#### Extrait du document:
+++

Equipés de banderoles et rubans verts, les manifestants commencèrent alors à scander quelques slogans : « Ya Hossein : Mir Hossein ! » - en référence à Mir Hossein Moussavi -, « Référendum ! Référendum ! » et « Mort au dictateur ! ». Rejoints vers 10h par Mehdi Karoubi, les protestataires s'attroupèrent autour de lui. Très vite, le rassemblement dégénéra en accrochage entre miliciens et manifestants. Aspergé de gaz lacrymogène, l'ex-président du parlement réformiste dut rapidement faire marche arrière. Un peu plus tard, des témoins rapporteront l'arrestation de son fils, Ali. Quant à l'ex-président réformiste Mohammad Khatami, son frère et son épouse, ils furent empêchés de se rendre à la manifestation.
Pendant ce temps, divers attroupements s'organisèrent sur d'autres places de la capitale : Ferdows, Vanak, Enghelab... Mais à chaque reprise, les coups redoublèrent. « Jamais les manifestants n'ont été autant battus, attaqués, arrêtés... », relève une autre personne présente sur place. En province, où la vague verte a progressivement déteint au cours de ces derniers mois, la mobilisation a été rendue encore plus difficile. Arrêté à son arrivée sur la place principale de Birjand, ville de 160 000 habitants, Mohammad, un jeune manifestant raconte : « Je n'ai même pas eu le temps de prononcer un slogan ou de sortir un objet vert que j'ai été interpellé par un membre des forces de l'ordre ». Embarqué sur une des bases appartenant aux Pasdaran, interrogé et menacé pendant plusieurs heures, il fut finalement libéré en fin d'après-midi. Avec un conseil à l'appui : « Ne t'avises pas à suivre ces malades ! ». « De cette nouvelle épreuve de force, on peut tirer aujourd'hui une leçon : sur le front de la violence, le régime est gagnant », relève une sociologue iranienne.
Huit mois de répression renforcée ont non seulement dissuadé un bon nombre des manifestants habituels à poursuivre leur fronde publique, mais ils ont aussi découragé d'autres Iraniens à rejoindre le mouvement. Viols de jeunes manifestants, brutalité de la répression, assassinats ciblés en pleine rue - comme celui du neveu de Moussavi, fin décembre -, pendaison de deux jeunes opposants... L'étau ne cesse de se resserrer autour des protestataires. Et l'enthousiasme des premiers jours commence à s'essouffler. « Sur les 30 employés de mon bureau, nous sommes toujours les 8 même personnes à aller manifester. Mais sur ces 8 personnes, combien manifesteront la prochaine fois ? Pour moi, c'est fini », confie une autre manifestante, découragée par la violence du 11 février dernier.

+++

#### Liste:
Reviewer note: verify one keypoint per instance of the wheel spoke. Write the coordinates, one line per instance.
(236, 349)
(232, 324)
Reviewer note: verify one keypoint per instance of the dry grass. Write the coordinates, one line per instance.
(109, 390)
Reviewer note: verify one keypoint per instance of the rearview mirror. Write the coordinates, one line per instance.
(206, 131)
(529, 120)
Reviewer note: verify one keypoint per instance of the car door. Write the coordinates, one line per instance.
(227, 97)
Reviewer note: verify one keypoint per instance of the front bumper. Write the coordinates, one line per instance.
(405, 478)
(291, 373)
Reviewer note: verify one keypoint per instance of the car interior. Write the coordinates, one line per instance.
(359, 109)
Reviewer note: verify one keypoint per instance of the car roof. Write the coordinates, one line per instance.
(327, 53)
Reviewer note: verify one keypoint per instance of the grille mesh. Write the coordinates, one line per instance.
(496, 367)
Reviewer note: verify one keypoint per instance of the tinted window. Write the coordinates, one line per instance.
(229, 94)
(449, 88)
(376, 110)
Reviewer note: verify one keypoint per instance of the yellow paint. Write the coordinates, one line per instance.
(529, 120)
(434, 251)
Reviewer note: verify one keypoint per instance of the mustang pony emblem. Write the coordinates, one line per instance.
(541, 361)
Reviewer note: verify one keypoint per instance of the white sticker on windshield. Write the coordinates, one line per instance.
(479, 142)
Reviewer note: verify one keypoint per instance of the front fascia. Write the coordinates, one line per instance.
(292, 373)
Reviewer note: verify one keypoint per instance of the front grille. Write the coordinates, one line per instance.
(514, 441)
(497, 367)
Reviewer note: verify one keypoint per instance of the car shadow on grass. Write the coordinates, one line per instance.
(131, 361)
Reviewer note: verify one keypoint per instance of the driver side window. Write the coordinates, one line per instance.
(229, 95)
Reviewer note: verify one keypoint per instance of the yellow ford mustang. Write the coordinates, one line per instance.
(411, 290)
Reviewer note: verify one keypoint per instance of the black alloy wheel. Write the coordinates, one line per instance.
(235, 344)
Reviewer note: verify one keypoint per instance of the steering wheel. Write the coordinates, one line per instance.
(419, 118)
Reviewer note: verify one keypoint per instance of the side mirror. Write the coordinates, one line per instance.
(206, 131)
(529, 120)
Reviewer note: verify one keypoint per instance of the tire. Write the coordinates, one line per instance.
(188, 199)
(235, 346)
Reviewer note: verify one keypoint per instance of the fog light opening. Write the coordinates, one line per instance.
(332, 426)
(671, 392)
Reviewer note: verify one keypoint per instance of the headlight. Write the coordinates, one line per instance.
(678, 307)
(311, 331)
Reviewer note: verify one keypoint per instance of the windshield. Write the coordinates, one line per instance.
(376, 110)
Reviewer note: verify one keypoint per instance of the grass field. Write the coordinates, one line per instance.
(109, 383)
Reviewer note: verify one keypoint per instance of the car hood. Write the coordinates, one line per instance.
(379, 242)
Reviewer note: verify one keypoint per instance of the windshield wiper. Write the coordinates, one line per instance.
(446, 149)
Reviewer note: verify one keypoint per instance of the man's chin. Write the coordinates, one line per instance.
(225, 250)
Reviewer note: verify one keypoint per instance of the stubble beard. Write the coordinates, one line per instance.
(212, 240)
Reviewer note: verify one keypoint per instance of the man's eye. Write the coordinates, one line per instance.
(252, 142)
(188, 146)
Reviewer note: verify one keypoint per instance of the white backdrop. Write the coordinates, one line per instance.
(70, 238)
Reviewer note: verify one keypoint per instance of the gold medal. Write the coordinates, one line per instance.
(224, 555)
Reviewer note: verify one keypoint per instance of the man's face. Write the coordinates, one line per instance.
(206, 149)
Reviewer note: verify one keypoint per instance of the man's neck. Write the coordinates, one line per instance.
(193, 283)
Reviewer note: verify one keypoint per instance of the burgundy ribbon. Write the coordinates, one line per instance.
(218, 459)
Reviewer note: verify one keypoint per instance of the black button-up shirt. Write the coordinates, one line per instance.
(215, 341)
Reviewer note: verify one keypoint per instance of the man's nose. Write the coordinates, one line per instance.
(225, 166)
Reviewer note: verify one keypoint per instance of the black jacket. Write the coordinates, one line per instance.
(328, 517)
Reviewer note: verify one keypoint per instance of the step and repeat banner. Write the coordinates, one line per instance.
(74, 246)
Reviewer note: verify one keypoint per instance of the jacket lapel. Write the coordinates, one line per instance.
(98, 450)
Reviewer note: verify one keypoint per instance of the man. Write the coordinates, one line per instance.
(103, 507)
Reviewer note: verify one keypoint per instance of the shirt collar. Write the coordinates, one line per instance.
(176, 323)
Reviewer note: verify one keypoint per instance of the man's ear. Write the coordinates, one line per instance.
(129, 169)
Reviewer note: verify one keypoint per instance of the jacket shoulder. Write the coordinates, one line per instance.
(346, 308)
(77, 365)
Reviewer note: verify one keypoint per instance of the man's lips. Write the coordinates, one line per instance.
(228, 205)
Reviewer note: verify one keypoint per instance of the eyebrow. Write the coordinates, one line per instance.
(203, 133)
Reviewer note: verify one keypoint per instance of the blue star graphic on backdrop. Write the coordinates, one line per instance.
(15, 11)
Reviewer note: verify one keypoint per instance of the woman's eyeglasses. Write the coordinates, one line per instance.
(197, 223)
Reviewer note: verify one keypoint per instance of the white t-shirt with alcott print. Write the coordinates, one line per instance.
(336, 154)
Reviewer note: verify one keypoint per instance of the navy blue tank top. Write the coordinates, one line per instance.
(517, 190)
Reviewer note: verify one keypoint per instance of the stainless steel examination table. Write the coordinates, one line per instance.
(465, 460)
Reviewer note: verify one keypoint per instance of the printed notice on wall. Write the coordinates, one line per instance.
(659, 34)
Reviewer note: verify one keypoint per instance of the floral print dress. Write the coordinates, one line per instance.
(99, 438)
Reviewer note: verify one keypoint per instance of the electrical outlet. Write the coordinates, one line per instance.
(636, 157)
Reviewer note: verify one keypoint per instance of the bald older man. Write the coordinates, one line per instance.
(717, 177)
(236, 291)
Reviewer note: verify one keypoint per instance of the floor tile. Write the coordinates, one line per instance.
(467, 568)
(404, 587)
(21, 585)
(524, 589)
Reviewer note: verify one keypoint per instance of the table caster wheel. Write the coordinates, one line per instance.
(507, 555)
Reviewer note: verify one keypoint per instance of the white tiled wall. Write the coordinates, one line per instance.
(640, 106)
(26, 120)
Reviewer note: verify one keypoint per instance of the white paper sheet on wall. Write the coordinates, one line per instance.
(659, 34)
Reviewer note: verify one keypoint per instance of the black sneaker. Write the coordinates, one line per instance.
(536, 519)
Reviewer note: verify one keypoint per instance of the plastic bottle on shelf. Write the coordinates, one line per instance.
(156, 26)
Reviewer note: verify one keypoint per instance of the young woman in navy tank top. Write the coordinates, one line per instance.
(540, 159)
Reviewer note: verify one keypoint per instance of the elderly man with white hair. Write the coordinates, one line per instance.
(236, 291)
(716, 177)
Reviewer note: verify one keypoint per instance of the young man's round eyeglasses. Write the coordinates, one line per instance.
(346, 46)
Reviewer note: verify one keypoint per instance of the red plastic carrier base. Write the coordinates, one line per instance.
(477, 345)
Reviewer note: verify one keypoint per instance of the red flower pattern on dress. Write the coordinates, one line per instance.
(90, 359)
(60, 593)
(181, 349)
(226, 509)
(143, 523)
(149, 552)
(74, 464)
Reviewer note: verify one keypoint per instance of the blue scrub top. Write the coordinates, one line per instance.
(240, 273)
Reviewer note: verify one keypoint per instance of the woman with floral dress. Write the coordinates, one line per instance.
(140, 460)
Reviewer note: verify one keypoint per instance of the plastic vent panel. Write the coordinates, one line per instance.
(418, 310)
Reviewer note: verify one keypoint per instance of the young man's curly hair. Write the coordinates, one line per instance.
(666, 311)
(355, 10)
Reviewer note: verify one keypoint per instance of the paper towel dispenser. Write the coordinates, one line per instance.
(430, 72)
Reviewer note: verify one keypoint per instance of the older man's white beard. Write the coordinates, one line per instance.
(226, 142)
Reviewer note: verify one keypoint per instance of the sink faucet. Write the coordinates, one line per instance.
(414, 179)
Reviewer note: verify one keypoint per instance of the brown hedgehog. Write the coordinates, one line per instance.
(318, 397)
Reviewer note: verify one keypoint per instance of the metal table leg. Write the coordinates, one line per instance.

+++

#### Consignes:
1. D'après l'extrait sur les manifestations en Iran, qui a rejoint les protestataires vers 10h ?
2. Réécrivez le passage de l'extrait sur les manifestations en Iran qui s'ouvre sur les mots contenant « Huit mois de » et se clôt sur « 11 février dernier. », en substituant « coercition » à « répression ».
3. Prolongez le texte sur les manifestations en Iran à la suite de sa dernière phrase.

#### Réponses:
1. Mehdi Karoubi.

2.
Huit mois de coercition renforcée ont non seulement dissuadé un bon nombre des manifestants habituels à poursuivre leur fronde publique, mais ils ont aussi découragé d'autres Iraniens à rejoindre le mouvement. Viols de jeunes manifestants, brutalité de la coercition, assassinats ciblés en pleine rue - comme celui du neveu de Moussavi, fin décembre -, pendaison de deux jeunes opposants... L'étau ne cesse de se resserrer autour des protestataires. Et l'enthousiasme des premiers jours commence à s'essouffler. « Sur les 30 employés de mon bureau, nous sommes toujours les 8 même personnes à aller manifester. Mais sur ces 8 personnes, combien manifesteront la prochaine fois ? Pour moi, c'est fini », confie une autre manifestante, découragée par la violence du 11 février dernier.

3.
Une semaine plus tard, l'heure est au bilan. « Il est temps que l'opposition songe à de nouvelles tactiques », remarque la sociologue. « Notre problème, c'est le manque de coordination. Les jours précédents le 11 février, différents scénarios ont circulé sur l'Internet. Au final, les protestataires se sont sentis désorientés », remarque Mohsen. Pour lui, ce mouvement « horizontal », dépourvu de véritable leadership, a montré ses limites. « En l'absence de leader et de vraie plate-forme politique, les revendications partent dans tous les sens ». Pluriel, le mouvement peine, dit-il, à se faire entendre d'une seule voix. « Il y a ceux qui veulent des réformes, il y a ceux qui souhaitent une nouvelle élection, et ils y a ceux qui rêvent d'un renversement du régime... Il est temps qu'on se pose la question : de quel Iran voulons-nous ? », poursuit-il.
Parti, le 13 juin dernier, d'une révolte contre la « fraude » électorale, le mouvement s'est vite transformé en contestation contre la violence d'un système qui peine à s'adapter aux besoins de sa société. Mais selon une journaliste iranienne, qui préfère taire son nom, l'opposition, essentiellement cantonné aux classes moyennes, a échoué à élargir ses revendications, notamment en matière économique. « Au-delà de la politique, il est nécessaire que les protestataires prennent plus en compte les difficultés économiques, qui se sont renforcées sous le premier mandat d'Ahmadinejad. Ils doivent plus être à l'écoute des ouvriers, par exemple », dit-elle. Le recours systématique à l'Internet - accessible à travers le pays, lorsqu'il n'est pas filtré - comporte également, selon elle, certaines « failles » : « On a trop souvent tendance à se fier aux avis des Iraniens de l'étranger, nombreux à donner leurs points de vue, et à vouloir brûler les étapes, mais parfois déconnectés de notre réalité du quotidien », dit-elle.
Cependant, poursuit la journaliste iranienne, la répression, même renforcée, a elle aussi révélé certaines failles. « Malgré les menaces, les verts se sont quand même exprimés », insiste-t-elle, en se disant « déçue » mais pas « vaincue ». Le quasi black-out imposé aux journalistes étrangers - acheminés par bus vers la place Azadi - et le zoom des caméras iraniennes sur les fidèles du régime ont ainsi été vite contrebalancés par une profusion de vidéos saisies sur le vif par quelques protestataires et postées sur YouTube. Pire, diffusé sur la télévision d'Etat, le discours du président Mahmoud Ahmadinejad n'a pas échappé au cris de « Mort au dictateur ! » et « Menteur ! », que des millions de téléspectateurs ont pu entendre en direct. La publication, dès le lendemain, d'une photo, vue du ciel, par « google earth », montrant à une place Azadi seulement à moitié bondée offre également un autre aperçu des « dizaines de millions d'Iraniens », salués par le guide suprême, l'ayatollah Ali Khamenei.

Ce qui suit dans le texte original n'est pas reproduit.